## EXERCISE BRIEF
Output the entries exactly.

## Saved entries
((

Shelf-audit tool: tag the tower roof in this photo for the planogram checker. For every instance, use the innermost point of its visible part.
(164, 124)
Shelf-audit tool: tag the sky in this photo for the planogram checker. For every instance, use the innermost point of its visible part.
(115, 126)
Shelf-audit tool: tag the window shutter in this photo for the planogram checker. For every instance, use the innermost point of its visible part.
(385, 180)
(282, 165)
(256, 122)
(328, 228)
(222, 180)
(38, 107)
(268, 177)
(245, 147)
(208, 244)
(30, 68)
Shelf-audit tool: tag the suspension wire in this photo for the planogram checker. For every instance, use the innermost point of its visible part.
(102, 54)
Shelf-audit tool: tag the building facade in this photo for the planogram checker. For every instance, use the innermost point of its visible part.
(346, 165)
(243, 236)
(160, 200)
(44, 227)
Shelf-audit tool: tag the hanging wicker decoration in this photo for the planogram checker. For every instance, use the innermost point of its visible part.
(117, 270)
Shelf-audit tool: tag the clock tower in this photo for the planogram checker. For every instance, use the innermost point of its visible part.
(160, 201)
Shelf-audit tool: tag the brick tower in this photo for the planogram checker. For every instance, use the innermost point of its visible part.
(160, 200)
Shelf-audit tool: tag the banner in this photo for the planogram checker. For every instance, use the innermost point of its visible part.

))

## SOLUTION
Shelf-audit tool: tag the tower roof in this photo for the planogram checker. For every instance, use the innermost point of its visible part.
(164, 124)
Shelf-audit tool: tag the sky in this photo for the planogram checker. For every instance, use the innermost point of its visible part.
(115, 126)
Shelf-audit tool: tag the window shutter in this photo for the planogram checker. For every instance, use the innermost point of its visible part.
(385, 180)
(282, 165)
(256, 122)
(328, 228)
(222, 180)
(38, 107)
(268, 177)
(245, 147)
(208, 244)
(30, 68)
Shelf-audit tool: tag the suspension wire in this photo for the planogram checker. For every instance, use the innermost point of its visible part.
(102, 54)
Shelf-audit tool: tag the building facade in this photo for the planogram checker. For every instance, use the innermost point of its visible part.
(346, 165)
(243, 236)
(160, 200)
(44, 227)
Shelf-audit tool: tag the hanging wicker decoration in this photo for the planogram checker. For every instance, use the innermost point of its visible part.
(117, 270)
Shelf-audit tool: tag the clock tower in this photo for the planogram checker. For every instance, use the innermost point of its visible part.
(160, 201)
Shelf-audit tool: tag the brick tower in this photo for the planogram checker. For every instance, use the innermost point of its visible part.
(160, 200)
Shelf-audit tool: tag the banner in this photo for the planogram checker. For every instance, use the innermost point of its visible part.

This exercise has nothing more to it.